• **Source material**
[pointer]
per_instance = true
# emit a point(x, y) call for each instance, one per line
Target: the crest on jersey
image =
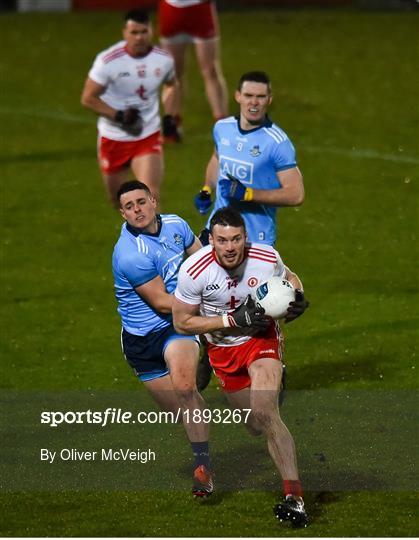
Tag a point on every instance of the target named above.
point(141, 71)
point(178, 239)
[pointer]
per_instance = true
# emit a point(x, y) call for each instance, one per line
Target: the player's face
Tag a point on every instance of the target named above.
point(254, 99)
point(138, 37)
point(138, 208)
point(228, 243)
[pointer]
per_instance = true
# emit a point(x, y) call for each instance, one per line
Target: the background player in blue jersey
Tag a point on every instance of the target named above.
point(253, 169)
point(253, 166)
point(145, 264)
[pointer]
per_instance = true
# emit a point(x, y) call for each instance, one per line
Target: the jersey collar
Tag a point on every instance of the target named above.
point(136, 231)
point(266, 123)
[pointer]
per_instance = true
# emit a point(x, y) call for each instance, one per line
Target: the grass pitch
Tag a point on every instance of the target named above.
point(345, 89)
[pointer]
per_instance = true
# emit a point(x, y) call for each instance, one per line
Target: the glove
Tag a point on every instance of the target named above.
point(297, 307)
point(130, 121)
point(234, 189)
point(247, 315)
point(170, 128)
point(203, 200)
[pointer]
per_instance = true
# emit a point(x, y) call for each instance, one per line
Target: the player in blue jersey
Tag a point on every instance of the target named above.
point(253, 169)
point(145, 264)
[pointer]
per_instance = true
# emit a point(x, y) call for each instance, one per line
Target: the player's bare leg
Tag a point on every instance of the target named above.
point(208, 54)
point(162, 392)
point(149, 169)
point(241, 400)
point(113, 182)
point(265, 375)
point(182, 357)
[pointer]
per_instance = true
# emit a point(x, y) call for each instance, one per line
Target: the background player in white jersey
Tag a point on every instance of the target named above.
point(123, 88)
point(260, 157)
point(213, 298)
point(253, 169)
point(182, 22)
point(145, 265)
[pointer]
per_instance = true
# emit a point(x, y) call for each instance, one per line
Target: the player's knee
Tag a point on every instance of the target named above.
point(264, 418)
point(185, 393)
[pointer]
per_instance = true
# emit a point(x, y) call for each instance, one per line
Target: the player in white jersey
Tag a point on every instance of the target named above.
point(254, 170)
point(182, 22)
point(123, 88)
point(212, 297)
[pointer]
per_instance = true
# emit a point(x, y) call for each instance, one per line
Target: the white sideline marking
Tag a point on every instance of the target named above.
point(366, 153)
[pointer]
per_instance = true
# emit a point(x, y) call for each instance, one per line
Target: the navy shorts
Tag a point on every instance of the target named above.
point(145, 354)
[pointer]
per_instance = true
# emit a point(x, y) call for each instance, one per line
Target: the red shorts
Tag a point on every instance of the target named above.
point(198, 21)
point(231, 364)
point(115, 155)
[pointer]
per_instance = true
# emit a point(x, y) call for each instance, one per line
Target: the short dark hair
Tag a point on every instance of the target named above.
point(227, 217)
point(132, 185)
point(255, 76)
point(138, 15)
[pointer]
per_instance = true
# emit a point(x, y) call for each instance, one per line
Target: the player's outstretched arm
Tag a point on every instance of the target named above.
point(90, 98)
point(300, 304)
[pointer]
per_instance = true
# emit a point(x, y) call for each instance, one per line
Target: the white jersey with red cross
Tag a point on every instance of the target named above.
point(131, 82)
point(203, 281)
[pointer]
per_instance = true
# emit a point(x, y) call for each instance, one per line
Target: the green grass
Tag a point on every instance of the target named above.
point(346, 86)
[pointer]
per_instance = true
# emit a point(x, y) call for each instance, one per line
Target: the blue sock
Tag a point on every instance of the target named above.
point(201, 454)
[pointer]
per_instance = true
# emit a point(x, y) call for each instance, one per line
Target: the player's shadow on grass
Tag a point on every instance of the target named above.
point(69, 154)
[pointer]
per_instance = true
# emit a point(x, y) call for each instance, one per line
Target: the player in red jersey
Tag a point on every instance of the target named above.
point(213, 297)
point(123, 88)
point(182, 22)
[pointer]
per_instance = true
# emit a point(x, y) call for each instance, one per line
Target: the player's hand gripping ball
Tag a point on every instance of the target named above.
point(275, 296)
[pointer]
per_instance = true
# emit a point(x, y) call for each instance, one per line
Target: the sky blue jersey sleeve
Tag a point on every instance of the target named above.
point(138, 269)
point(284, 156)
point(189, 235)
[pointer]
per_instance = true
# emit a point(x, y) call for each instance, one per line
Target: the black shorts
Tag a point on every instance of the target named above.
point(145, 354)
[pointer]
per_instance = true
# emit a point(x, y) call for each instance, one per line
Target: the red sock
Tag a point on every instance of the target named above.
point(292, 487)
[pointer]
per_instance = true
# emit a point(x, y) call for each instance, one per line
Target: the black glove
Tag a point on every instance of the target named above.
point(249, 315)
point(297, 307)
point(130, 121)
point(170, 128)
point(202, 200)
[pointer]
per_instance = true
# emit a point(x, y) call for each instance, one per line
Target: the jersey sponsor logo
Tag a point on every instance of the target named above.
point(252, 282)
point(242, 170)
point(213, 287)
point(178, 239)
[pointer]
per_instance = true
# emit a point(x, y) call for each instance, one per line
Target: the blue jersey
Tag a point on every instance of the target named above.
point(140, 257)
point(253, 157)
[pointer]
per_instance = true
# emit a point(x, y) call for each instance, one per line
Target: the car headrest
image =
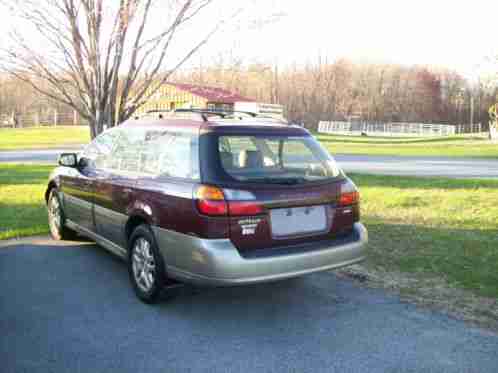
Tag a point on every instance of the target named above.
point(226, 160)
point(250, 159)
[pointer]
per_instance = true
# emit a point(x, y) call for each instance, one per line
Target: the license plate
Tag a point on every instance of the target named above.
point(298, 221)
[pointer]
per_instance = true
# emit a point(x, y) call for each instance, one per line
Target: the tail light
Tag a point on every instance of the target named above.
point(349, 194)
point(213, 201)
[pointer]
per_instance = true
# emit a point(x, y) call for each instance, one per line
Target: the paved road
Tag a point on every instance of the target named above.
point(70, 309)
point(420, 166)
point(34, 156)
point(449, 167)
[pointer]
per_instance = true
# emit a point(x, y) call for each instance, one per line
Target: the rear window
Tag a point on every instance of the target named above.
point(275, 159)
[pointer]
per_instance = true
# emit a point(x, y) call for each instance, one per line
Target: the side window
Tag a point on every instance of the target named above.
point(155, 152)
point(99, 152)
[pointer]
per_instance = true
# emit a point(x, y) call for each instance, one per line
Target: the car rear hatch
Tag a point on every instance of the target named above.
point(280, 189)
point(292, 215)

• **What is needed**
Rewrite all of the data above, swapping every "Tag a point" for "Place a marker" and keeping everything else the same. Omit the pictures from your answer.

• **Completed exercise**
[pointer]
per_instance = true
# emit a point(x, y) call for each instance, one per line
Target: the crest on jersey
image =
Place a marker on every instance of the target named above.
point(141, 71)
point(178, 239)
[pointer]
per_instance = true
# emit a point(x, y) call for each instance, one per line
Target: the player's face
Place a marker on every instance of the target named above.
point(254, 99)
point(138, 37)
point(138, 208)
point(228, 243)
[pointer]
per_instance = true
# emit a point(x, y) call for each instance, one per line
Target: the background player in blue jersey
Place a marker on every instance of the target named above.
point(253, 169)
point(253, 166)
point(145, 264)
[pointer]
per_instance = true
# emit a point(x, y) call for each instance, one per line
Target: the jersey collar
Place a marker on every instance of the target named above.
point(136, 231)
point(266, 123)
[pointer]
per_instance = true
# emit a point(x, y) call for each instance, one per line
Target: the grass pitch
Place a marker on every instance of the target named above.
point(345, 89)
[pointer]
per_instance = true
# emit a point(x, y) call for each instance, one per line
Target: the glove
Place a marker on every instance of the target named above.
point(297, 307)
point(130, 121)
point(234, 189)
point(247, 315)
point(170, 128)
point(203, 200)
[pointer]
per_instance = true
# emit a point(x, y) call for each instance, one per line
Target: the player in blue jersey
Place a marker on every instance of the target named above.
point(253, 169)
point(145, 264)
[pointer]
per_instance = true
# emit a point(x, y) call for each instance, one per line
Target: the player's bare leg
Place a marker on every instance of the target named above.
point(208, 54)
point(162, 392)
point(149, 169)
point(241, 400)
point(113, 182)
point(265, 375)
point(182, 357)
[pointer]
per_instance = true
# emit a point(x, y) call for each instance, one per line
Target: the background player in white jersey
Place a marker on every instance of the target named above.
point(123, 88)
point(260, 157)
point(213, 298)
point(253, 169)
point(182, 22)
point(145, 265)
[pointer]
per_instance = true
# emit a point(x, y) call for each instance, one per line
Target: the player's knee
Place a marker on every instance of the target named above.
point(264, 418)
point(185, 393)
[pointer]
per_instance = true
# emit a point(x, y) call for each instance, one per line
Target: the player in white jersey
Place a marker on every instance of the target named above.
point(254, 170)
point(182, 22)
point(123, 88)
point(212, 297)
[pointer]
per_instance = true
# emit a point(x, y) call for each instance, one per line
Target: the white sideline marking
Place a marker on every instance of the target named above.
point(366, 153)
[pointer]
per_instance = true
# emit a point(x, y) call for each instance, one per line
Target: the navy shorts
Place a marker on every instance of the target named above.
point(145, 354)
[pointer]
per_instance = true
# emit a point(x, y) call for each instance, one per line
Target: the red shorts
Place a marker on every instance of the target named above.
point(198, 21)
point(231, 364)
point(115, 155)
[pointer]
per_instance = true
# emit a point(x, y) call for each instance, one per line
Target: the short dark hair
Place a marker on every instance of the target named above.
point(227, 217)
point(132, 185)
point(255, 76)
point(138, 15)
[pointer]
per_instance = true
# emit a point(x, y) call for each instance, one per line
Target: the player's outstretched arm
Place a marker on every instance of the target named above.
point(90, 98)
point(300, 304)
[pointer]
per_instance = true
# emit a point(x, y) call for each instance, one per line
Target: the white jersey with red cross
Place a marker on every instance of the target named above.
point(131, 82)
point(203, 281)
[pointer]
per_instance = true
# emit a point(x, y) call for each instance, one per line
Target: the green grass
Place a marker on every instance of the target named above.
point(346, 86)
[pointer]
per_instance = true
# emit a point(x, y) call for each instance, one per line
Target: the blue sock
Place a marker on every instance of the target named above.
point(201, 454)
[pointer]
per_instance = true
# emit a point(x, y) call for each instance, one per line
Target: the player's shadow on grass
Place a marker on every instance of the target named above.
point(69, 154)
[pointer]
per_instance = true
# emit a point(x, y) call for each instance, one per line
Target: the player in red jersey
Place a marker on every instance of the target named above.
point(213, 297)
point(123, 88)
point(182, 22)
[pointer]
per_instance = true
# emit a point(x, y) call for each instance, one per line
Target: the player's hand gripping ball
Place a marker on every instance of the target named above.
point(275, 296)
[pointer]
per_instance = true
# emit a point(x, y) call for each instance, one per line
Target: the sky blue jersey sleeve
Place a marker on every instance of the target named above.
point(138, 269)
point(284, 156)
point(189, 235)
[pointer]
per_instance = true
# emit a point(x, y) call for each instance, one per line
Target: the black shorts
Place a marker on every instance of the target named above.
point(145, 354)
[pointer]
per_instance = true
# emit a point(x, y) call for each instance, one per line
Target: the red sock
Place a marker on every instance of the target named above.
point(292, 487)
[pointer]
per_instance = true
# emit a point(x, y) call for each instance, one per line
Target: the black glove
Place a marker on every instance of the target named above.
point(249, 315)
point(297, 307)
point(130, 121)
point(170, 128)
point(202, 200)
[pointer]
per_instance = true
# emit a point(x, y) call for each instance, one per line
Target: the jersey sponsor logo
Place a marker on every instance of the target named above.
point(252, 282)
point(242, 170)
point(213, 287)
point(178, 239)
[pointer]
per_instance = true
# emit a point(x, y) call for each instance, one per line
Target: the blue jersey
Place a marker on every instance of the target named above.
point(140, 257)
point(253, 157)
[pointer]
per_instance = true
# emit a point(x, y) call for each instance, one per line
Target: the car headrest
image =
Place a marker on every instance of the target named above.
point(226, 160)
point(250, 159)
[pointer]
per_instance = true
# emit a point(x, y) call for each instance, one per line
Target: the license plate
Place a marker on every instance of the target named above.
point(298, 221)
[pointer]
per_instance = true
# emit a point(x, y) call for each instance, one per line
Target: the tail light
Place a marker on every instance of the target named above.
point(349, 194)
point(213, 201)
[pointer]
per_instance = true
# emit a point(x, y) call for each instance, one per line
Target: the paved road
Place a marker on every instance of the target named above.
point(70, 309)
point(420, 166)
point(34, 156)
point(449, 167)
[pointer]
per_instance = true
# emit a point(x, y) call for each instance, one per line
Target: the rear window
Place a marker on every instance of the target named above.
point(275, 159)
[pointer]
per_instance = true
# emit a point(x, y) call for each instance, one per line
Target: the side window
Place a marker on every instance of the target named above.
point(155, 152)
point(99, 152)
[pointer]
per_instance = true
# emit a point(x, y) call for each instance, one per line
Target: the car rear hatch
Place a marker on every instance of the target named above.
point(280, 189)
point(292, 215)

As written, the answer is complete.